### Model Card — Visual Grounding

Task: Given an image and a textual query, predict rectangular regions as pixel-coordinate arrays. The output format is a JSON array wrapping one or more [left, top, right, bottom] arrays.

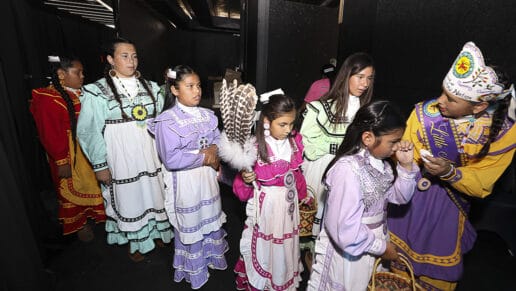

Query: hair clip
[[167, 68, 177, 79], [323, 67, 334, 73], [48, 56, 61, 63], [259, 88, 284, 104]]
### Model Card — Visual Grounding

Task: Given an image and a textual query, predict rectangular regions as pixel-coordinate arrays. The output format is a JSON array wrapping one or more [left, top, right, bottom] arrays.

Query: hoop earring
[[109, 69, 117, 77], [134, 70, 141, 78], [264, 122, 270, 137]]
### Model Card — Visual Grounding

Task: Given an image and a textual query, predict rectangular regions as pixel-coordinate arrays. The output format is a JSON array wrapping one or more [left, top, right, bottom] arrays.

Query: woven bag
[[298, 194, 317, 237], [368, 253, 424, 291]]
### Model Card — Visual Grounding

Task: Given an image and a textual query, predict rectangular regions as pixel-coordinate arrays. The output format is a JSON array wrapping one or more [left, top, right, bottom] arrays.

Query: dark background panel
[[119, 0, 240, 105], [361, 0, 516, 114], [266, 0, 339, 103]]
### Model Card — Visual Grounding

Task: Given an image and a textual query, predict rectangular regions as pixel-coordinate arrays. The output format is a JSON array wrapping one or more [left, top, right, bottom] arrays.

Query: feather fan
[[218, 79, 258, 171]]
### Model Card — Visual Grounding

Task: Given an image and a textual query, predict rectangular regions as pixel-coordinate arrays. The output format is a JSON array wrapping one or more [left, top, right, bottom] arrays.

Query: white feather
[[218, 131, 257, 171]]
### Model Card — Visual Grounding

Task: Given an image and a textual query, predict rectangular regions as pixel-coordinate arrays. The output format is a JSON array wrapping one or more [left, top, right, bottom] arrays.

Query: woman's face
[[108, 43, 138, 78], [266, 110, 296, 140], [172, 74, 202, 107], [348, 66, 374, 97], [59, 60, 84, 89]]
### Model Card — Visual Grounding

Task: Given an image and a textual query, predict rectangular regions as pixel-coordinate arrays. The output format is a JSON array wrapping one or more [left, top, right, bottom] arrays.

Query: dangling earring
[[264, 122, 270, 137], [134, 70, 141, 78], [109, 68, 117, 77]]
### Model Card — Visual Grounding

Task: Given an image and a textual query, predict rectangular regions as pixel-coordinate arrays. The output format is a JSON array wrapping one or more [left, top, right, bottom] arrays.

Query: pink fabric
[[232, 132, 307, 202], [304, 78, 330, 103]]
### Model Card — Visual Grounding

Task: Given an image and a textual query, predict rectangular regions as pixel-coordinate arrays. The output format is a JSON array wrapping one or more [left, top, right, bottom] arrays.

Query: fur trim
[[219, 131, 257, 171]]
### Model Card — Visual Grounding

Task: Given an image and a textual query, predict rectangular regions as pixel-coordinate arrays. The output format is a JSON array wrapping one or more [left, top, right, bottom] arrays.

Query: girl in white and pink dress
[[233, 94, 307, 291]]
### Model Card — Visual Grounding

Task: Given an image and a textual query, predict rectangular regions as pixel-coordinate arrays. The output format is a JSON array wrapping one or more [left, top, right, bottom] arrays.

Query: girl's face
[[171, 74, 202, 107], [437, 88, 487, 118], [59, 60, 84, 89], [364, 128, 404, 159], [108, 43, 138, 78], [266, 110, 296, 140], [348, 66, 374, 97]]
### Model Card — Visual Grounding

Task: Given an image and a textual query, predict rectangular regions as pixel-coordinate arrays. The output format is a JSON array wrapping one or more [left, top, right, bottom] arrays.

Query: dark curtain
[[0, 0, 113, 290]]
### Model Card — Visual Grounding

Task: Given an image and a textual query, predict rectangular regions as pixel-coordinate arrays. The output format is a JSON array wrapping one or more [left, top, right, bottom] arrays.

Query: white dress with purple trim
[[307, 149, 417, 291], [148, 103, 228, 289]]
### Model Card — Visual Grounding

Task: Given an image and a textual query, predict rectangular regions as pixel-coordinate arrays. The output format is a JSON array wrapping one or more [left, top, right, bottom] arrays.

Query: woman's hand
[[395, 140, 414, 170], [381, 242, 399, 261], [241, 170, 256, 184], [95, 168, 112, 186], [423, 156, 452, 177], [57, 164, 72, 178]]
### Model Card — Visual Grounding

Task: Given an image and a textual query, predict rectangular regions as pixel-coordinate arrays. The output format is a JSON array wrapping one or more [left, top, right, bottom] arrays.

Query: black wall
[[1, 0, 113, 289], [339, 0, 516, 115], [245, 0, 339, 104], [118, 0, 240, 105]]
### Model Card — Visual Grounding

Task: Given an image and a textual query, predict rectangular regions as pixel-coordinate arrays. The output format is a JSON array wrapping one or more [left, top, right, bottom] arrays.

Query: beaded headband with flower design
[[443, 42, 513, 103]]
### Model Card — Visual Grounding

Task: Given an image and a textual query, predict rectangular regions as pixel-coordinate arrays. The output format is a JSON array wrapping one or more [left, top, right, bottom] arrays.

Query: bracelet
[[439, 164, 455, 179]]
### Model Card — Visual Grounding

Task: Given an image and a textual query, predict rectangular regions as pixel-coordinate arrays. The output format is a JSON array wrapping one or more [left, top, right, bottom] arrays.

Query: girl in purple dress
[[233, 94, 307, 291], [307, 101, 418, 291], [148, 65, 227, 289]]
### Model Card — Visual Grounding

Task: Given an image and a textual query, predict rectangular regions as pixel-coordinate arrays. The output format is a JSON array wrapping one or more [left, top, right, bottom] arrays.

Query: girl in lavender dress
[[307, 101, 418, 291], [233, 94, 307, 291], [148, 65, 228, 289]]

WHAT THE TASK ASKS ▸ Everything in the listing except the pictures must be reproduced exactly.

TASK RESPONSE ▸
### Model Card — Visual Grounding

Task: Given an image and a textual query, predict rectangular regions as pixel-coordinate arrays. The output format is a JSON array wrapping one or more [left, top, right, bottom] arrays.


Query: hair clip
[[167, 68, 177, 79], [323, 67, 334, 73], [48, 56, 61, 63], [259, 88, 284, 104]]
### Model Card — Visual Grounding

Task: Given an image and a textual query, predict rectangular regions as pixel-coordinate arrays. The output format is a JSON array wrapping one or more [left, top, right, bottom] arrays.

Query: hoop earring
[[109, 69, 117, 77], [134, 70, 141, 78], [264, 122, 270, 137]]
### Model Card — Visual Grounding

Task: Given an image and a textual query, predict rectangular regions as pixel-coordinate arrays. The output format is a JSON array wrapping one or more [left, top, right, bottom] arrays.

Query: woven bag
[[298, 194, 317, 237], [368, 253, 424, 291]]
### Model Card — Visual Grounding

Task: Given an image and a textual query, predict rectangular regions as pixel-coordinate arrays. The output format is a JSON array wrapping one or more [left, top, right, bottom] arrays.

Query: dark background panel
[[119, 0, 240, 105], [361, 0, 516, 114], [266, 0, 339, 103]]
### Model Card — Visual Grounding

Task: Given an image and a textual query, predict rectangular regions as pixel-coordinate arrays. The output format is a JSON array wrapping one or more [left, top, right, bottom] arrays.

Query: feather fan
[[218, 79, 258, 171]]
### Model Card — Visual Grounding

Task: Given an image and a textual query, predict rectangular regions as pixel-coordinate arrays. The output format is a JSON array wrapping one or more [left, top, right, bottom] arrays.

Query: white feather
[[218, 131, 257, 171]]
### Model Card — Visual Grounding

Task: Given an image and a textual query, predict rectangular regions as pixel-coordinate arrays. The output format is a JSON array wrapping one or more [left, top, right, bottom] arrays.

Query: woman's face
[[108, 43, 138, 78], [266, 110, 296, 140], [172, 74, 202, 107], [348, 66, 374, 97], [59, 60, 84, 89]]
### Model Card — Visual Grounding

Task: Given an image and a textual query, predict rectangular regions as pixel-coordinate arrays. The output format is a JSON array wrapping one or more [left, top, right, bottom] arrays.

Query: dangling earring
[[264, 122, 270, 137], [134, 70, 141, 78], [109, 68, 117, 77]]
### Model Card — Visual Grounding

Task: Given an image and a textual query, predict rectangular regions as pixel-coordinate arrays. The output format is a JSON array wrapping one or more [left, top, right, bottom] arrays.

Query: pink fabric
[[232, 132, 307, 202], [304, 78, 330, 103]]
### Model Card — Visual Grounding

Task: Given an image and a textual query, predict rectangular regions as pixel-coordinate arrays. The output format is a JSON array wrapping one or more [left, top, right, bottom] arrays.

Query: fur trim
[[219, 131, 257, 171]]
### Model Card — Visual Grounding

Task: Given an image and a textual query, predict rectangular regions as pixel-coordinate arrays. The output format is a JSON array wrapping one or more [left, top, right, bottom] arrays.

Query: girl in white and pink dress
[[233, 94, 307, 291]]
### Model Card — Visual Grounding

Task: Given an image and a textual query, predict rectangular regions as pixel-coordinate arrays. The output format is a JSON array wrapping one or more [left, top, right, bottom] arrays.

Query: girl's face
[[171, 74, 202, 107], [437, 88, 487, 118], [59, 60, 84, 89], [364, 128, 404, 159], [108, 43, 138, 78], [266, 110, 296, 140], [348, 66, 374, 97]]
### Model Card — Visual Grounding

Task: Given an image and a textual query, predict rectangular regions as pixel-coordinate arrays. The output format is a JSON array wrapping one or more [left, top, right, bottom] arrays.

Query: dark curtain
[[0, 0, 113, 290]]
### Model Card — Visual Grounding

Task: Given an image and a textual query, predict rectangular regions as pixel-coordinate arrays. The output format is a JSON array wrapping one or more [left, top, right, bottom] arrays.

Query: white dress with purple trim
[[307, 149, 417, 291], [148, 103, 228, 289]]
### Model Card — Visual Grounding

Task: Given an image and a textual query, predict rectangular regions as pixel-coordinate arrays. The output format is a JSON array wrapping one or more [left, top, right, bottom] arrays.

Query: woman's hand
[[395, 140, 414, 170], [381, 242, 399, 261], [241, 170, 256, 184], [95, 168, 112, 186], [423, 156, 452, 177], [57, 164, 72, 178]]
### Model Card — Visual Grounding

Task: Given an image and a textual query, predict rectangular regions as pixel-coordinate arrays. The output format is a JSON array wrapping one or more [left, top, right, bottom] arrays.

Query: black wall
[[1, 0, 113, 289], [339, 0, 516, 115], [245, 0, 339, 104], [118, 0, 240, 105]]
### Model Card — Visual Grounding

Task: Given an image and a textual query, predict rectangular regions as pixel-coordinate arrays. The output format is a JSON array wrapping one or more [left, top, right, bottom] arrays.

Query: beaded headband with flower design
[[443, 42, 513, 103]]
### Model Card — Visual Grounding

Task: Given an image and a textual query, predict rectangular regions as pixel-coordinate arrays. The output format is a JSON array wrapping one or more [left, top, right, bottom] arrays.

Query: bracelet
[[439, 164, 455, 179]]
### Model Card — Visual Grounding

Task: Given an image and a textual query, predict rectangular regions as pixel-coordinate arrays. The output format is a JSON array wrapping one or more [left, top, right, bottom] arrays.

Query: girl in purple dress
[[233, 94, 307, 291], [307, 101, 418, 291], [148, 65, 227, 289]]
### Model Card — Visual Grounding

Task: Given an image and a textual query, predict rectangular regions as pixel-coordinate arrays. The output format is a JSON array wrapping one or more [left, top, right, bottom] arrays.

Query: girl in lavender dress
[[307, 101, 418, 291], [233, 94, 307, 291], [148, 65, 228, 289]]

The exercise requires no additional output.